- [TÂCHE À RÉALISER A] D'après l'extrait du document, de quels trois types de milieux un territoire est-il essentiellement composé ?
- [TÂCHE À RÉALISER B] Veuillez relever tel quel le passage de l'extrait du document qui commence aux mots « AGRICULTURE ET SYLVICULTURE » et s'arrête après les mots « par l’homme ? ».

AGRICULTURE ET SYLVICULTURE INTENSIVES
Petite Beauce proche de Blois [Loir-et-Cher] © Yann Batailhou
Notre avenir est très incertain !
Si l’on considère qu’un territoire est essentiellement composé de milieux urbains, agricoles et forestiers, que se passe-t-il si l’urbanisation s’étend davantage (cf. STOP À L’URBANISATION), que les espaces agricoles s’intensifient toujours plus et que la forêt s’uniformise ? À quoi ressemblent nos paysages à l’heure où nous en sommes tous à vouloir nous développer d’une seule et même façon ? Et que restera-t-il de biodiversité et de fonctions écologiques dans les étendues désertiques créées par l’homme ?
Nous voulons consommer et rentabiliser à outrance le moindre m² de terrain. À tel point que lorsqu’on jalonne la France, ont peut-être souvent témoin du spectacle de désolation que représentent les openfields et, tant bien même serions-nous dans une région d’élevage que nous serions en présence de pâturages arasés tant la quantité d’animaux à l’hectare va au-delà de la capacité d’accueil alimentaire d’une prairie.

- [DONNÉES À ANALYSER]

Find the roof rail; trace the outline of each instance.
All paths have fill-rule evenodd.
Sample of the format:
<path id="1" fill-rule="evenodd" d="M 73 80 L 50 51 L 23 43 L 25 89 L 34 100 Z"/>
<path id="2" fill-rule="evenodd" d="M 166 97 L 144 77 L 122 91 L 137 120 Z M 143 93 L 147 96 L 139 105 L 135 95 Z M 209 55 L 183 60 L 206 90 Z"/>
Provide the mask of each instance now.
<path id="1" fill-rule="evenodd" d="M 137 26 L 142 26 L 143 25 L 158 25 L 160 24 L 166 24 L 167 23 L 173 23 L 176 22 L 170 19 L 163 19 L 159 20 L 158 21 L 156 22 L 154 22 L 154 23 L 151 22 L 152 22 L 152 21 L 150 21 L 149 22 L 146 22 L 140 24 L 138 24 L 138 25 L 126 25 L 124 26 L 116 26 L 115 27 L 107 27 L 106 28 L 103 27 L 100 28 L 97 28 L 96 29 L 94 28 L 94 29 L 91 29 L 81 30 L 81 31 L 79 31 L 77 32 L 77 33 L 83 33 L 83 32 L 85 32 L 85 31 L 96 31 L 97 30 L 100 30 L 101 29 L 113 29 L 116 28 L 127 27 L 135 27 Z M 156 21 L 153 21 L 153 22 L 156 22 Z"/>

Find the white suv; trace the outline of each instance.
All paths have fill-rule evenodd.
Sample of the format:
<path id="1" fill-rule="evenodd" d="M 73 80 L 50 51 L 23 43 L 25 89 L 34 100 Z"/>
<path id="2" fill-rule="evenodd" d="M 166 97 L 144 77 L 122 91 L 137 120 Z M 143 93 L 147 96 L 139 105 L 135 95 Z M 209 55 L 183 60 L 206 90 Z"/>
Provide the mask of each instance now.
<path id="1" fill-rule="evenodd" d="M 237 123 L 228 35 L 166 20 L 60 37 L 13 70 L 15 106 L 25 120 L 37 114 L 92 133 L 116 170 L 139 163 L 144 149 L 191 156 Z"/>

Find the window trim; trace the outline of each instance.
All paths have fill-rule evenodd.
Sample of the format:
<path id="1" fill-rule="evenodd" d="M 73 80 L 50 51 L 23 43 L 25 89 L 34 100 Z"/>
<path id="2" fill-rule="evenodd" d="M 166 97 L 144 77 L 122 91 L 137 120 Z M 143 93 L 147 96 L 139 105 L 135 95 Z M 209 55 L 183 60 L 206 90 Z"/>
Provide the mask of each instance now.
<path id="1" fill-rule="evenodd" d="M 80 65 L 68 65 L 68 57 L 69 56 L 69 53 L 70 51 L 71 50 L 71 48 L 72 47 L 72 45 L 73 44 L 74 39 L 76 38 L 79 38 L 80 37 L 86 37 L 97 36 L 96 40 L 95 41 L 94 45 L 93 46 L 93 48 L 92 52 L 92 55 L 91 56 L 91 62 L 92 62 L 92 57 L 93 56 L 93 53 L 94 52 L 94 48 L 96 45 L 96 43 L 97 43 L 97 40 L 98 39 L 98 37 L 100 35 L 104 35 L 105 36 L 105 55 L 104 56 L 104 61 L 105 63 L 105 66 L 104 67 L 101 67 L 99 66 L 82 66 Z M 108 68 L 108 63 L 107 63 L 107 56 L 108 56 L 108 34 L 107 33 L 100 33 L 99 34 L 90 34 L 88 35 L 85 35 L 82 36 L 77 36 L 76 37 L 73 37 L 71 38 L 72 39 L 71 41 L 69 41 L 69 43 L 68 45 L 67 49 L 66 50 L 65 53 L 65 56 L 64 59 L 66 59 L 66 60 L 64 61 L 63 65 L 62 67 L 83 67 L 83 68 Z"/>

- [RÉPONSE ATTENDUE A] De milieux urbains, agricoles et forestiers.

- [RÉPONSE ATTENDUE B]
AGRICULTURE ET SYLVICULTURE INTENSIVES
Petite Beauce proche de Blois [Loir-et-Cher] © Yann Batailhou
Notre avenir est très incertain !
Si l’on considère qu’un territoire est essentiellement composé de milieux urbains, agricoles et forestiers, que se passe-t-il si l’urbanisation s’étend davantage (cf. STOP À L’URBANISATION), que les espaces agricoles s’intensifient toujours plus et que la forêt s’uniformise ? À quoi ressemblent nos paysages à l’heure où nous en sommes tous à vouloir nous développer d’une seule et même façon ? Et que restera-t-il de biodiversité et de fonctions écologiques dans les étendues désertiques créées par l’homme ?